BEGIN PROVIDED INFORMATION

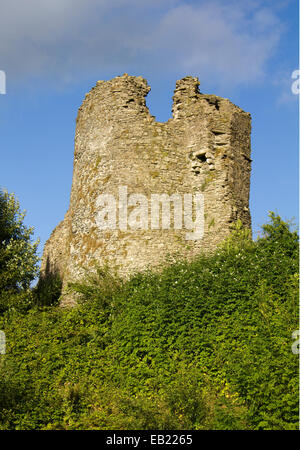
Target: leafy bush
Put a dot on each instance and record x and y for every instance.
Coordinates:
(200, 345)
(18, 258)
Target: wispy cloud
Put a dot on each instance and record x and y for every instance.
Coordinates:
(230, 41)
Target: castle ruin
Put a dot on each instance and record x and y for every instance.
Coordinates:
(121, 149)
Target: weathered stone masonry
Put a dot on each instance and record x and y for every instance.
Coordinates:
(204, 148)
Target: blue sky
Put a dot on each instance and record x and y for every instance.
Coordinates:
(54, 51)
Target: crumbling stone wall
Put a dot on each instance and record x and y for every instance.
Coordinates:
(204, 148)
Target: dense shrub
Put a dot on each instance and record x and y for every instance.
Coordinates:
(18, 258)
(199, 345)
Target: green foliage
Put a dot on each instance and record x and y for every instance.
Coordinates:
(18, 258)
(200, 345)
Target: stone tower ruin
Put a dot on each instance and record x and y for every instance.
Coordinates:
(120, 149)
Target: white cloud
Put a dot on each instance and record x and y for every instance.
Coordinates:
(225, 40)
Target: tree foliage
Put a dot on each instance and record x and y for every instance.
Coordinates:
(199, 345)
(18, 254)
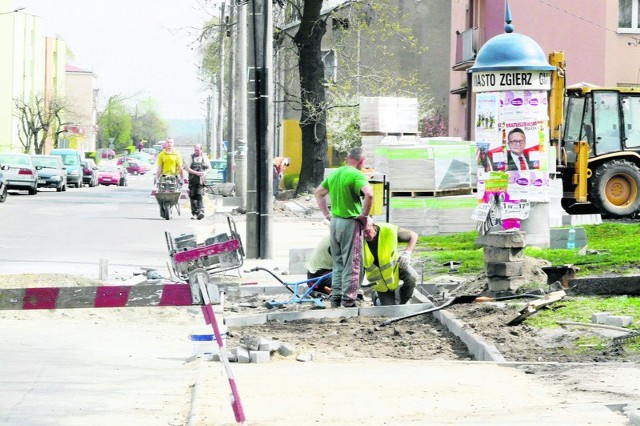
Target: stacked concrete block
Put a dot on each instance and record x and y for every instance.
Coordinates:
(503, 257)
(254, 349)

END PROVIDED INFORMATION

Copy the entries from the line containing "Target: dense shrub" through the end of the entries, including both ends, and leave the pictures out of your copy.

• SOLUTION TO THIS TASK
Target: dense shrub
Put a dot on each instance and record x and y for every instance.
Coordinates:
(18, 258)
(199, 345)
Target: green foliage
Put a dot on each instance and record x and y for every instance.
Coordinates:
(18, 258)
(200, 345)
Target: stone tower ruin
Put a dot on each instance and record x and y for every instance.
Coordinates:
(120, 149)
Target: white cloud
Put a dot on each instance and record x and y for every instance.
Coordinates:
(225, 40)
Target: tree foliage
Put a dot on each instance and record x and y for every instance.
Coordinates:
(199, 345)
(18, 254)
Target: stacked concrete block
Put a dot on each instance and record x and y for every instance.
Coordinates:
(503, 257)
(254, 349)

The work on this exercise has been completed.